Your instructions – Pictures stay out of the copy; set down each line of the listing below exactly.
※ ※ ※
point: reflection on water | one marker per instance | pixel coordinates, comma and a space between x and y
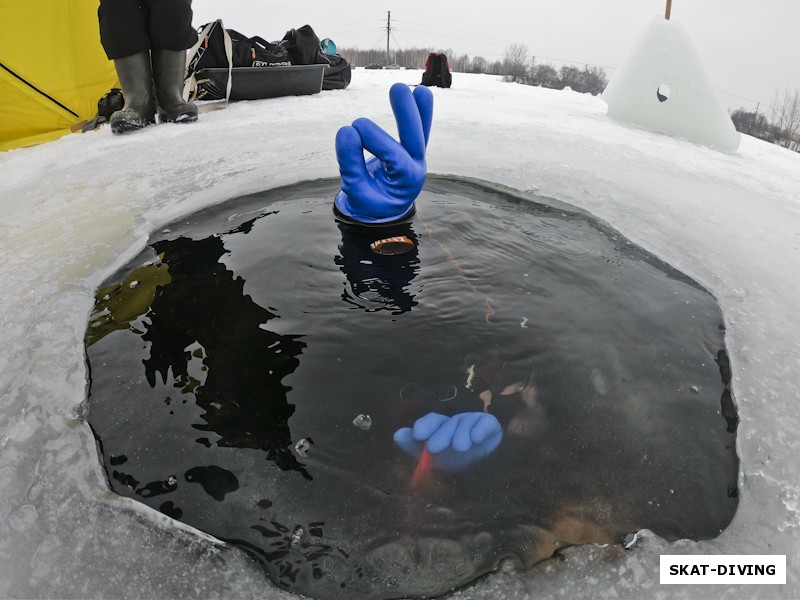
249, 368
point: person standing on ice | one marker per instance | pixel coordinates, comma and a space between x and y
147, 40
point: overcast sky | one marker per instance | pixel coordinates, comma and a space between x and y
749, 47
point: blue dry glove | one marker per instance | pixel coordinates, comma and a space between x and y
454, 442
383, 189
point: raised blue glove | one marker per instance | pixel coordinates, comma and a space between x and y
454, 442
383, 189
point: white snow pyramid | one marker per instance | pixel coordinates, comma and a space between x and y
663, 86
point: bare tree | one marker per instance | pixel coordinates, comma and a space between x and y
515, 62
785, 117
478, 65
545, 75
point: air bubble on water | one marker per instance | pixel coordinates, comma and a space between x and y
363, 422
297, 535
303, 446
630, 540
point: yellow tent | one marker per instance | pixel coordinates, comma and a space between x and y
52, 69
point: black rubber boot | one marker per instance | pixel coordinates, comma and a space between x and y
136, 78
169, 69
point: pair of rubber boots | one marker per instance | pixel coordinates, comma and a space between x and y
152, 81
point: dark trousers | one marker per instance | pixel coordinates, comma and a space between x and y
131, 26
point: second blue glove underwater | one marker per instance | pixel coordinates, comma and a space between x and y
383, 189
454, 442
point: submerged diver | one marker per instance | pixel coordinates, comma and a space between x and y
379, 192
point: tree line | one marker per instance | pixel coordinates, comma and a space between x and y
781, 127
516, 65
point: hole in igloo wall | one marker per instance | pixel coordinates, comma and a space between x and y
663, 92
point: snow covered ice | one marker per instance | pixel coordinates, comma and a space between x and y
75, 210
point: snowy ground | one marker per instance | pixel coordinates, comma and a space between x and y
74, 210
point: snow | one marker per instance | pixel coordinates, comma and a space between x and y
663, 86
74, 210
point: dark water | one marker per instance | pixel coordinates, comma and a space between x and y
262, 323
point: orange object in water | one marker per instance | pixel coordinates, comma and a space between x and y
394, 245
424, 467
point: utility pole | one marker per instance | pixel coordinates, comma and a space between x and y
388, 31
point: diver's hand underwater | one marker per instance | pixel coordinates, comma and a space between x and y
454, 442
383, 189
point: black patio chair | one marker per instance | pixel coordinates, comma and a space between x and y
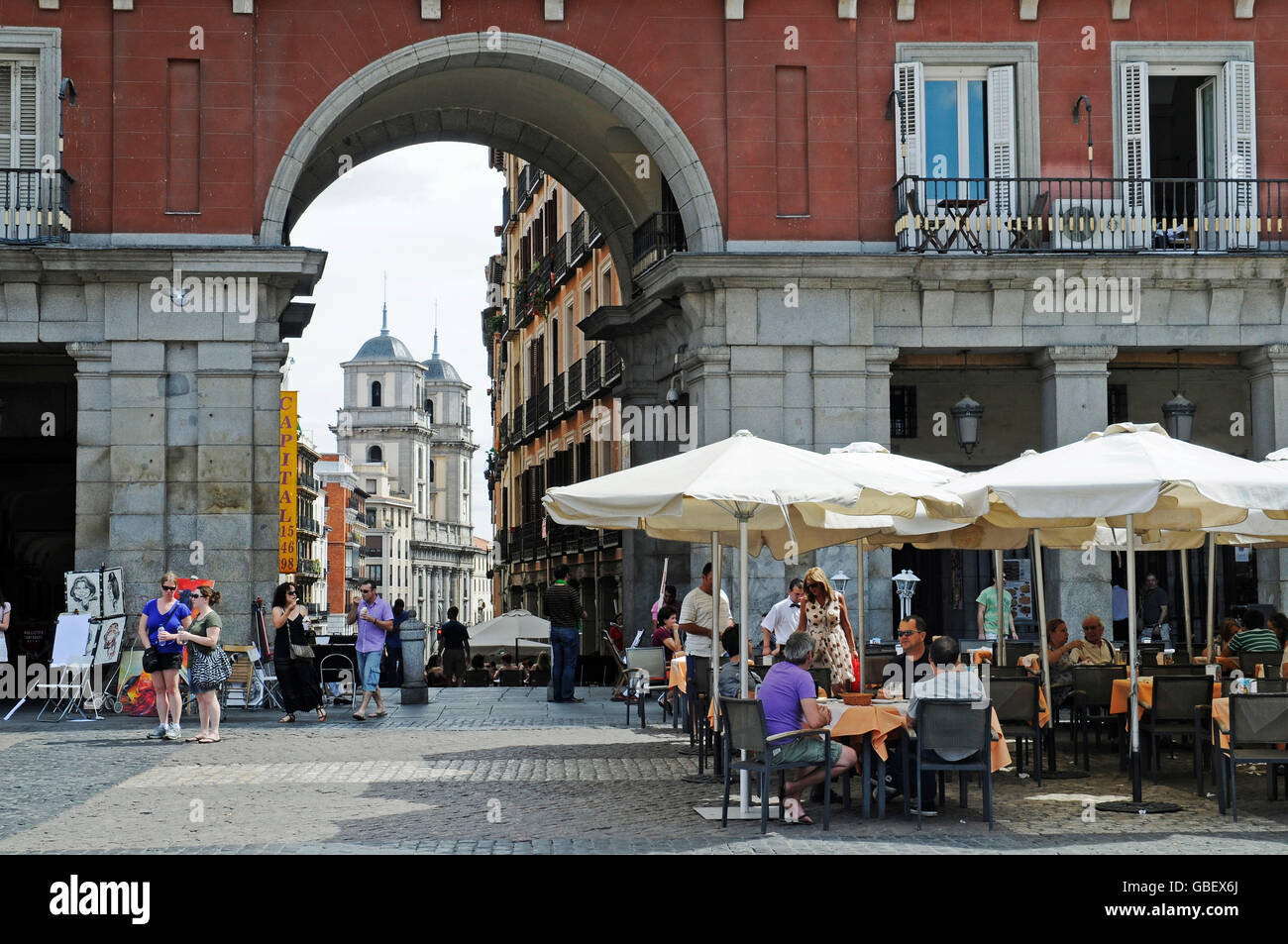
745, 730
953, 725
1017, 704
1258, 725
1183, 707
※ ※ ※
Solution for this task –
point: reflection on water | one marker per instance | pixel coordinates, comma and a space between x and y
249, 368
point: person standing on ice | one marker per instance | pixel coordinates, comma and a space between x and y
147, 40
point: overcast sky | one marker per instance | pixel coordinates, comma and a space between x and y
749, 47
point: blue dry glove | one marker per instance | pixel coordinates, comma and a space between x and y
454, 442
383, 189
point: raised blue glove | one marker per instance | pixel coordinates, comma and a space between x and y
454, 442
383, 189
point: white snow pyramid | one marker per instance | pixel coordinates, comma and a space between x and y
663, 86
point: bare tree | one marker per instance | pixel coordinates, comma and a space between x and y
515, 62
785, 117
478, 65
545, 75
point: air bubble on water | one marker per instance | pixel coordinates, comma and a space between x and y
363, 422
297, 535
303, 446
630, 540
point: yellow tent | one marker per instance | pixel coordinates, comma and a space between x and y
52, 69
point: black rubber boot | one marker per instance | pixel coordinates, comma and a space between x and y
136, 78
169, 69
point: pair of rubber boots | one marker per instance | pixel coordinates, comma and a space between x and y
152, 81
point: dark trousers | one marker per instance | pixel coordinates, comma and a space between x and y
131, 26
point: second blue glove underwater | one marker per instance | pixel coordinates, comma and a space between x and y
383, 189
454, 442
point: submerged diver | one marker per instance | pixel coordinates, comma and a space between x and y
379, 192
point: tree line | one marker per instance | pixel coordinates, comma and a space between x and y
781, 127
516, 65
point: hole in igloo wall | one marker per instance | pixel coordinates, comma and a space between x and y
663, 92
point: snow covered ice | one marker per instance | pixel coordinates, comma and a space between x and y
75, 210
point: snowy ground | one marker per instance | pixel coordinates, comma and a space between x and y
74, 210
point: snow | one marker per instance | pixel coordinates, comma and a space between x and y
663, 86
74, 210
point: dark water | one marker per instance | pixel coordinates, comma and a space between x and y
262, 323
point: orange object in water | one marker per instance | pixel coordinates, comma and a space between x and y
394, 245
424, 467
point: utility pole | one marker per instance | pixel coordinates, comma and a space between x and y
388, 31
point: diver's hand underwater | one marker per instance | pixel coordinates, comma and a space between x and y
454, 442
383, 189
point: black patio chair | one marker per instance | pixel coordinates, comma and a space between x and y
745, 730
953, 725
1017, 704
1258, 725
1183, 707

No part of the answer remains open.